» Excerpt:
Start of Block

Figure 1. Bacteroid differentiation defect is not sufficient to trigger defense-like reactions in dnf2 nodules.

Panel a: Expression of defense markers was evaluated by RT-qPCR using cDNA prepared from 14 dpi nodules. The y axis represents fold induction/WT. Panel b: 25 dpi nodules of R108 WT induced by Sm1021 WT. Panel c: 25 dpi nodules of dnf2–4 induced by Sm1021 WT. Panel d: 25 dpi nodules of R108 WT induced by a SM1021 bacA derivative. Nodules in b, c and d were stained for phenolics using potassium permanganate toluidine blue (scale bars 500 µm).

Figure 2. Plant growth conditions impact the dnf2 phenotype.

Nodules were harvested 18 days post inoculation with Rm41. a-i, Wild-type nodules. j-r, dnf2–4 nodules. Left panels, middle panels and right panels represent nodules grown on agar-, agarose- and agarose-based BNM supplemented with 1% ulvan respectively. Panels a, b, c, j, k and l (scale bars 500 µm) illustrate whole nodules, panels d, e, f, m, n and o (scale bars 200 µm except for d 500 µm) are thin sections of whole nodules and panels g, h, i, p, q, r (scale bars 50 µm) are enlargement of the zone III of panels d, e, f, m, n and o, respectively.

End of Block

» Required tasks:
1 > List every growth medium named in the figure legends.
2 > Copy the stretch of the figure legends from "Figure 2. Plant" through "and o, respectively.", replacing "Rm41" with "Sm1021".

» Excerpted data:
Start of Block

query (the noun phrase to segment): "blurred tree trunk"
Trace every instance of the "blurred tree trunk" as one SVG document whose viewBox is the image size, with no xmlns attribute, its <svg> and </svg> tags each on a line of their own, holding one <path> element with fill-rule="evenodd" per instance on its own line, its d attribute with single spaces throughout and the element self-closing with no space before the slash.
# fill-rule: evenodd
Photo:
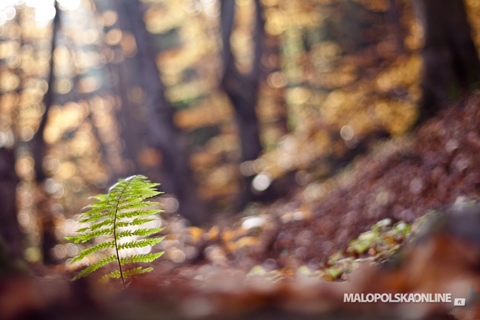
<svg viewBox="0 0 480 320">
<path fill-rule="evenodd" d="M 39 190 L 42 195 L 40 197 L 40 201 L 44 202 L 40 206 L 38 205 L 39 204 L 36 204 L 36 205 L 39 208 L 39 217 L 42 223 L 42 251 L 43 252 L 43 262 L 45 264 L 56 263 L 56 260 L 50 254 L 51 249 L 56 245 L 57 241 L 53 233 L 53 221 L 50 213 L 50 208 L 48 205 L 48 201 L 46 201 L 48 195 L 43 190 L 43 182 L 47 178 L 47 175 L 43 168 L 43 158 L 47 155 L 47 144 L 43 139 L 43 132 L 47 125 L 48 112 L 55 101 L 55 74 L 53 71 L 55 69 L 55 59 L 53 56 L 55 49 L 57 47 L 57 36 L 60 25 L 58 3 L 57 1 L 55 1 L 55 9 L 56 10 L 56 13 L 52 23 L 51 46 L 50 49 L 51 52 L 49 62 L 50 74 L 48 78 L 48 89 L 43 96 L 43 101 L 45 110 L 40 119 L 38 130 L 30 143 L 32 156 L 35 162 L 34 170 L 37 187 L 41 189 Z"/>
<path fill-rule="evenodd" d="M 133 34 L 137 53 L 130 59 L 133 70 L 141 75 L 140 84 L 145 93 L 146 127 L 142 139 L 162 155 L 159 170 L 160 188 L 174 195 L 180 203 L 179 212 L 193 223 L 205 222 L 206 212 L 196 195 L 196 190 L 189 168 L 189 157 L 182 136 L 173 121 L 173 110 L 165 97 L 165 86 L 160 79 L 156 52 L 150 34 L 143 22 L 141 3 L 138 0 L 115 1 L 119 22 L 123 30 Z M 135 112 L 134 110 L 132 110 Z"/>
<path fill-rule="evenodd" d="M 254 42 L 254 60 L 252 71 L 245 74 L 241 73 L 235 66 L 235 57 L 230 43 L 230 36 L 235 27 L 234 20 L 237 5 L 235 1 L 221 1 L 220 17 L 224 48 L 222 53 L 224 72 L 221 85 L 235 109 L 242 162 L 256 159 L 263 149 L 260 143 L 259 120 L 255 112 L 255 106 L 261 77 L 264 21 L 261 16 L 260 1 L 255 0 L 254 2 L 255 29 L 252 35 Z M 252 177 L 245 178 L 246 189 L 241 196 L 241 206 L 255 198 L 250 188 L 252 180 Z"/>
<path fill-rule="evenodd" d="M 15 193 L 19 178 L 15 173 L 15 153 L 0 148 L 0 238 L 6 243 L 8 255 L 22 255 L 22 233 L 16 219 Z"/>
<path fill-rule="evenodd" d="M 425 32 L 420 121 L 480 80 L 480 61 L 462 0 L 418 0 Z"/>
</svg>

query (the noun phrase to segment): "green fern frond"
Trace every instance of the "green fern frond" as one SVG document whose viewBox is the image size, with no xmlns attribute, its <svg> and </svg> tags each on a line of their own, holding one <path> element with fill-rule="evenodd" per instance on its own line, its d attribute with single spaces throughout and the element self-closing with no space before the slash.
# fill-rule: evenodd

End of Block

» Responses by item number:
1 > agar-based BNM; agarose-based BNM; agarose-based BNM supplemented with 1% ulvan

2 >
Figure 2. Plant growth conditions impact the dnf2 phenotype.

Nodules were harvested 18 days post inoculation with Sm1021. a-i, Wild-type nodules. j-r, dnf2–4 nodules. Left panels, middle panels and right panels represent nodules grown on agar-, agarose- and agarose-based BNM supplemented with 1% ulvan respectively. Panels a, b, c, j, k and l (scale bars 500 µm) illustrate whole nodules, panels d, e, f, m, n and o (scale bars 200 µm except for d 500 µm) are thin sections of whole nodules and panels g, h, i, p, q, r (scale bars 50 µm) are enlargement of the zone III of panels d, e, f, m, n and o, respectively.